* [Objectif de la tâche]: Modifiez la partie du texte sur le sport de l’après-crise qui s’ouvre sur les mots contenant « L’épineuse conciliation entre » et se clôt sur « Sport et Citoyenneté. », en y remplaçant « pouvoirs publics » par « autorités publiques ».

* [Texte source]:
▬▬▬▬▬▬▬▬▬▬

L’épineuse conciliation entre sociabilité et évitement

 

La crise sanitaire aura de multiples impacts sur le sport. Chez Sport et Citoyenneté, nous pensons qu’elle peut être salutaire, si elle permet d’accélérer un certain nombre d’évolutions. Par le biais de tribunes d’experts, nous souhaitons recommander, aux pouvoirs publics, des mesures opérationnelles destinées à lancer le sport de l’après-crise. Nous en avions déjà recensé un certain nombre dans ce livret de propositions pour la loi Sport et Société il y a quelques mois. Aujourd’hui, alors que la politique européenne du sport ne cesse de se développer, nous renforçons cet engagement en Europe et localement.

 

Tribune de Christian Bromberger, Professeur émérite d’anthropologie à l’université d’Aix-Marseille (France), membre du comité scientifique du Think tank Sport et Citoyenneté.

▬▬▬▬▬▬▬▬▬▬

Données de pointage par expression référentielle
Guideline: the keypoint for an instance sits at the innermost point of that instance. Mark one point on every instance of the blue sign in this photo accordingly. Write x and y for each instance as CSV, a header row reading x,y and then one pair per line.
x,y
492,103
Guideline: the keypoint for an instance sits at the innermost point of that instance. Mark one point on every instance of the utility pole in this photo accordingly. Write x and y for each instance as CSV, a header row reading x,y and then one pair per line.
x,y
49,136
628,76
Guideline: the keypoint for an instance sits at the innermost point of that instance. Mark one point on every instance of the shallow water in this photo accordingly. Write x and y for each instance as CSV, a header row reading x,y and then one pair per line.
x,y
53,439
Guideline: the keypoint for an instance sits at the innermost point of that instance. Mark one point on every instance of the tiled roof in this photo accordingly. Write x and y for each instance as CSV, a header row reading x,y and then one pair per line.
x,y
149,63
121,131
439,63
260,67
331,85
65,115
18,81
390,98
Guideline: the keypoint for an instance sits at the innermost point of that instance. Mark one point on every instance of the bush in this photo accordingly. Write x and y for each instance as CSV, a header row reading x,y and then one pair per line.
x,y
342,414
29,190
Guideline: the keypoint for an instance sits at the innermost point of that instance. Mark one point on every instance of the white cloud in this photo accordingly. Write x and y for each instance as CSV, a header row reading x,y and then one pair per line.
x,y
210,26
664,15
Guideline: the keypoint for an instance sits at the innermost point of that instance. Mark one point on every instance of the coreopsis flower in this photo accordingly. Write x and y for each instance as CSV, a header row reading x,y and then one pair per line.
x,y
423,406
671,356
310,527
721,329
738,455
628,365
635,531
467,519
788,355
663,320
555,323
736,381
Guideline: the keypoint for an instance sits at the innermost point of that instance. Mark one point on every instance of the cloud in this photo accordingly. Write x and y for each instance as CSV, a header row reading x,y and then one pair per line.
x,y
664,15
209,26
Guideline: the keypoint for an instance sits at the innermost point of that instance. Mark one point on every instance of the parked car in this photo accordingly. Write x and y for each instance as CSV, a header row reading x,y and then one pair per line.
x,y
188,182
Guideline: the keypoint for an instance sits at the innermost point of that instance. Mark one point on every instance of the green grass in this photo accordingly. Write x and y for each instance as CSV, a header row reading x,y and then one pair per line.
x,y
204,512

▬▬▬▬▬▬▬▬▬▬

* [Zone de réponse]:
L’épineuse conciliation entre sociabilité et évitement

 

La crise sanitaire aura de multiples impacts sur le sport. Chez Sport et Citoyenneté, nous pensons qu’elle peut être salutaire, si elle permet d’accélérer un certain nombre d’évolutions. Par le biais de tribunes d’experts, nous souhaitons recommander, aux autorités publiques, des mesures opérationnelles destinées à lancer le sport de l’après-crise. Nous en avions déjà recensé un certain nombre dans ce livret de propositions pour la loi Sport et Société il y a quelques mois. Aujourd’hui, alors que la politique européenne du sport ne cesse de se développer, nous renforçons cet engagement en Europe et localement.

 

Tribune de Christian Bromberger, Professeur émérite d’anthropologie à l’université d’Aix-Marseille (France), membre du comité scientifique du Think tank Sport et Citoyenneté.